┏━━

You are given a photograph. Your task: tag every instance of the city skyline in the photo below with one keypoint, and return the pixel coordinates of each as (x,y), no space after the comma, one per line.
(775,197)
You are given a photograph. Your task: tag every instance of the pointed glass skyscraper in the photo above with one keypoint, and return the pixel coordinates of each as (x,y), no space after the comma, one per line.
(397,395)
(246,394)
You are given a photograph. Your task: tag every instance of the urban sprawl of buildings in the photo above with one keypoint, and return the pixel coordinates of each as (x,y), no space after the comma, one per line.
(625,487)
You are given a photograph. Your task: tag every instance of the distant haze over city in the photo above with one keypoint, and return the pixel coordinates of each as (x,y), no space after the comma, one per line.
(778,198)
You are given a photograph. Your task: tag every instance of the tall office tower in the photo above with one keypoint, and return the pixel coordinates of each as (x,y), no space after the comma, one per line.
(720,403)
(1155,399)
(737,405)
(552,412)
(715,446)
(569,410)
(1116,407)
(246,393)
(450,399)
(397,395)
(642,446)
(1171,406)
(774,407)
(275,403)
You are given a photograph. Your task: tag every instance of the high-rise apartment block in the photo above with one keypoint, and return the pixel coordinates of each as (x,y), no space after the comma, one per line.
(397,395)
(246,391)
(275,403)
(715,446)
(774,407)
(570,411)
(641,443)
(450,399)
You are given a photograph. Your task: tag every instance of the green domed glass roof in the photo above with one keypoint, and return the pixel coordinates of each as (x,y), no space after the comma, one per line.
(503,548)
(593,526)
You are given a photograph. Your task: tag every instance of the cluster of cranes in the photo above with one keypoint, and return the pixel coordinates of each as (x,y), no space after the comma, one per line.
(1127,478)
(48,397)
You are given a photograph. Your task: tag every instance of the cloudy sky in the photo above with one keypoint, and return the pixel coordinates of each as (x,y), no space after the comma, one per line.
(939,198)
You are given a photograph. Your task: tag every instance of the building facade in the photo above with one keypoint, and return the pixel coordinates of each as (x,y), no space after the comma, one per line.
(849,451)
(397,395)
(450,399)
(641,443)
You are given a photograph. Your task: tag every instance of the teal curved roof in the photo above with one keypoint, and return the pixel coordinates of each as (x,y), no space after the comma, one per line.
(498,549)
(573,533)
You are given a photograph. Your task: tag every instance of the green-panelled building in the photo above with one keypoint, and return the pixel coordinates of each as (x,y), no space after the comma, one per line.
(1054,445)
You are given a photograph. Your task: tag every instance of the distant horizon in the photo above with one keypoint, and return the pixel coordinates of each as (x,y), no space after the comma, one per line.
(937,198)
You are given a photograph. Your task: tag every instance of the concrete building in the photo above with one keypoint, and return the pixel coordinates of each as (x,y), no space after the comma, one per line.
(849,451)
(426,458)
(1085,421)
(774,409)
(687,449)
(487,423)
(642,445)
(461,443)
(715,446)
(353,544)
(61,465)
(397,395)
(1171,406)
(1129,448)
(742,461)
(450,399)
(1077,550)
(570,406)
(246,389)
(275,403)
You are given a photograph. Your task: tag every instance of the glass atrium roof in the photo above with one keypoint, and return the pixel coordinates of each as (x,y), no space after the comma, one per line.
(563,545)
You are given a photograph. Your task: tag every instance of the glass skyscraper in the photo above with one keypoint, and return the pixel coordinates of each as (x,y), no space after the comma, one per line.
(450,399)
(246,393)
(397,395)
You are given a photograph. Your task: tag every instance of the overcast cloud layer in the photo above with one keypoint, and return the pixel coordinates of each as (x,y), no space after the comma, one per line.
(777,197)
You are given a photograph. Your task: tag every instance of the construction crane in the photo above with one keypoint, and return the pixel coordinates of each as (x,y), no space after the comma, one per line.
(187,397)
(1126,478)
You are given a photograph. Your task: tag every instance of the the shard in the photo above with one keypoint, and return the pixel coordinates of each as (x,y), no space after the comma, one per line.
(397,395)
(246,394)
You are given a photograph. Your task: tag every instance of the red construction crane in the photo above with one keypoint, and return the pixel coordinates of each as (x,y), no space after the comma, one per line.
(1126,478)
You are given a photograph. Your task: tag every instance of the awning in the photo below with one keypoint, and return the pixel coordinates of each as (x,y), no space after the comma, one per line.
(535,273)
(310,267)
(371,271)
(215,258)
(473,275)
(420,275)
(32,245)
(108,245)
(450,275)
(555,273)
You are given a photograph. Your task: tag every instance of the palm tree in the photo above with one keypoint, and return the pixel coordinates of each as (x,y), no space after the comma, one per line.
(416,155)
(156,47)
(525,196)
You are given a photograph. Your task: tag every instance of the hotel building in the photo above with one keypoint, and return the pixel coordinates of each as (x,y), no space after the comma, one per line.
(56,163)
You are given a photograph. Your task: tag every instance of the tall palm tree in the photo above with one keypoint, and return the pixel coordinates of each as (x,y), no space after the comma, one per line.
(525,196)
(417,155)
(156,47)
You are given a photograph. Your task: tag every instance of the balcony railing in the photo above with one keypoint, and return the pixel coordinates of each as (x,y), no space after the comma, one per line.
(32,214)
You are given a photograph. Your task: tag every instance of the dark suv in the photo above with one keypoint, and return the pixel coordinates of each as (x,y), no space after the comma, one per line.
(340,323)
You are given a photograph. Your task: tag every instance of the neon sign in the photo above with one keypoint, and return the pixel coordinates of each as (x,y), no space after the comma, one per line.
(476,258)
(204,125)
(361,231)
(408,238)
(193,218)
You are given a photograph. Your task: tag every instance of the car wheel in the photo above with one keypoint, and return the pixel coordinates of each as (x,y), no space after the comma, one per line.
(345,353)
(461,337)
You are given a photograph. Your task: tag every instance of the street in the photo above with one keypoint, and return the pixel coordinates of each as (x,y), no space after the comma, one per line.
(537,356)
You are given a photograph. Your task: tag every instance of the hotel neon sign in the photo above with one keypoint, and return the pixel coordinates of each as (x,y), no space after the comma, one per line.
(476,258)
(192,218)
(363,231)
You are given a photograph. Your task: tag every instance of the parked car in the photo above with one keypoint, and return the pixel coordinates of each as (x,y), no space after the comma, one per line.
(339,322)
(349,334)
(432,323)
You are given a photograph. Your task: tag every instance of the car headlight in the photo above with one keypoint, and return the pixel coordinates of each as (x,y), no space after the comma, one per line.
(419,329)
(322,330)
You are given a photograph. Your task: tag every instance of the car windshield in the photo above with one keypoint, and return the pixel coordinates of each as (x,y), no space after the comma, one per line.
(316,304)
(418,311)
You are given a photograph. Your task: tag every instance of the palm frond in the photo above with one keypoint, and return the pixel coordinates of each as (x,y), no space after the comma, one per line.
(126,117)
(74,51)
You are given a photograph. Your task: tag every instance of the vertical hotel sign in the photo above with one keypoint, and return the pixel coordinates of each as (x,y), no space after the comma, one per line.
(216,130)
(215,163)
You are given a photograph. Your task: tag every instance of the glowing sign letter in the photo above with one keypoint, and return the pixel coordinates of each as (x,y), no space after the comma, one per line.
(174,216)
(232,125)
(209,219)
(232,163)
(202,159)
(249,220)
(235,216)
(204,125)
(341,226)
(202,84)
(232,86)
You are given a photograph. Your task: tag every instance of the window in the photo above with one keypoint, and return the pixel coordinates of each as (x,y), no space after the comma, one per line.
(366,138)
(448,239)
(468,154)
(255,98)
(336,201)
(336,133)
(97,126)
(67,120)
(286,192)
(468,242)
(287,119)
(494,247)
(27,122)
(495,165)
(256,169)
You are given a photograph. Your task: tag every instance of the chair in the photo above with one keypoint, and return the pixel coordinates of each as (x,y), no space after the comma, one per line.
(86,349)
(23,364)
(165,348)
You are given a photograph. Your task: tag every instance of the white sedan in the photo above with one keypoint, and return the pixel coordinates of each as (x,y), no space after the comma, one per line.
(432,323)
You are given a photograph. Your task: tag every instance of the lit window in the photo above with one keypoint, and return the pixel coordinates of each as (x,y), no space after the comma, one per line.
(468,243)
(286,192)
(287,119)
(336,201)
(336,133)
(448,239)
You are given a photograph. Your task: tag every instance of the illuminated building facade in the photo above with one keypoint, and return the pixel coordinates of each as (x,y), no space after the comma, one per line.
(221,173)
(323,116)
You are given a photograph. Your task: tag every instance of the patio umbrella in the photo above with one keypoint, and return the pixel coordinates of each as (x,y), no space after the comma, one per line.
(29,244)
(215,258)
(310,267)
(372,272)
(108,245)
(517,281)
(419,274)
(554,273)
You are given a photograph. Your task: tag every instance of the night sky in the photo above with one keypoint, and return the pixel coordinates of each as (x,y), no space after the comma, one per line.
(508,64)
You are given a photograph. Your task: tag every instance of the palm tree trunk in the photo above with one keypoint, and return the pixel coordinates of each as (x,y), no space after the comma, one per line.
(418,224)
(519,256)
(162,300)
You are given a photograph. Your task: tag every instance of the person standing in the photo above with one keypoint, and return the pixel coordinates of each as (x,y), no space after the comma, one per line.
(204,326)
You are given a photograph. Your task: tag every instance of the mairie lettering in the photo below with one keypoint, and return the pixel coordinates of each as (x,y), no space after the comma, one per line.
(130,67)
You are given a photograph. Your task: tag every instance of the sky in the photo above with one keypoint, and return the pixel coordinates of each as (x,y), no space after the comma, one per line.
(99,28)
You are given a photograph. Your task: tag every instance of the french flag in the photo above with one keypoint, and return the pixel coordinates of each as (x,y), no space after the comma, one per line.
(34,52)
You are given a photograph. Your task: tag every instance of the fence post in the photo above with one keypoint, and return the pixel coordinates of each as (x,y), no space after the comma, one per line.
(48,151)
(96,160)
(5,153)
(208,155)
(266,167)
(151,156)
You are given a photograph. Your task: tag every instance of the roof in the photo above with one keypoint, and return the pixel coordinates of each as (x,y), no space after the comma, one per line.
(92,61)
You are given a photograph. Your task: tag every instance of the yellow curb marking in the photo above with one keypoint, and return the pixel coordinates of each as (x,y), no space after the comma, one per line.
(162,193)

┗━━

TASK DIRECTIONS.
Please transcribe exactly the line containing "of the yellow" and every line after it to the end of the data, and no other lines.

ANSWER FOR THIS EXERCISE.
You are given a photograph. Your task: tag every instance of the yellow curb marking in the photo above with one keypoint, and return the pixel coordinates of each as (x,y), no space after the comma, one per line.
(162,193)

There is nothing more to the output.